### Task goal
Everything from the line with "of the grassy" through the last line of the records below should be copied exactly, both ends included.

### Records supplied

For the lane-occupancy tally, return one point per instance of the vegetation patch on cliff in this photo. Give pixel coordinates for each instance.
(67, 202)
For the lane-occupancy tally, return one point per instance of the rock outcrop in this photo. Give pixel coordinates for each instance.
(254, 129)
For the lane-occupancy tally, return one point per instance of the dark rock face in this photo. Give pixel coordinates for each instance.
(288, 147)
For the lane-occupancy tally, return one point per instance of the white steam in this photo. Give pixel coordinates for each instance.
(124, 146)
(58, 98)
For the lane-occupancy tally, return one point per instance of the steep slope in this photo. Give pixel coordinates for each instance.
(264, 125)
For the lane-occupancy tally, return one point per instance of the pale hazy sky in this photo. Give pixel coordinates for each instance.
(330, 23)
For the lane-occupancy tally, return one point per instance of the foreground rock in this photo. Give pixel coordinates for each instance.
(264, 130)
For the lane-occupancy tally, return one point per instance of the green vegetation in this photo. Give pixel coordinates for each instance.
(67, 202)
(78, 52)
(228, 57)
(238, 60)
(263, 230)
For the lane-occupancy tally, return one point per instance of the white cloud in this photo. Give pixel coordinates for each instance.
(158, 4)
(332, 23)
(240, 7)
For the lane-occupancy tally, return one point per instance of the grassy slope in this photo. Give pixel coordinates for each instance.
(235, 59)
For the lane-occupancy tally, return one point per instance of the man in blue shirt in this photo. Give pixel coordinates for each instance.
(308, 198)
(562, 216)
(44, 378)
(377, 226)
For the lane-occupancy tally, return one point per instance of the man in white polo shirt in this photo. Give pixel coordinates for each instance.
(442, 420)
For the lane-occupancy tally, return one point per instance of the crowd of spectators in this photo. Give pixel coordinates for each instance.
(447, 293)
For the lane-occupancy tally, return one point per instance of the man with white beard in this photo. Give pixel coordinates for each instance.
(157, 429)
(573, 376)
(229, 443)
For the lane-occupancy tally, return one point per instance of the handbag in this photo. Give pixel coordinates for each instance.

### Output for this exercise
For the lane-occupancy tally, return one point per instance of the grassy slope in this photo. Give pixel coordinates for each instance.
(235, 59)
For the lane-occupancy tally, return one point per instance of the man in blue shirt in this photo. Give pixel coordinates for each instance.
(308, 198)
(562, 216)
(44, 378)
(377, 226)
For the lane-occupancy tally, return one point per instance of the man in white polo shirt in this photo. Give pixel coordinates for each instance.
(442, 420)
For the lane-occupancy tally, return one point per instance of the crowd of spectators in this photo. Give pixel coordinates for each instance.
(447, 293)
For the lane-occupancy tally, return one point per instance of the man with white beard in this photo. Give pixel coordinates for each instance.
(157, 429)
(573, 376)
(229, 443)
For the lane-occupancy tally, return one point per instance of the handbag in this photo. Give pixel coordinates for each instance.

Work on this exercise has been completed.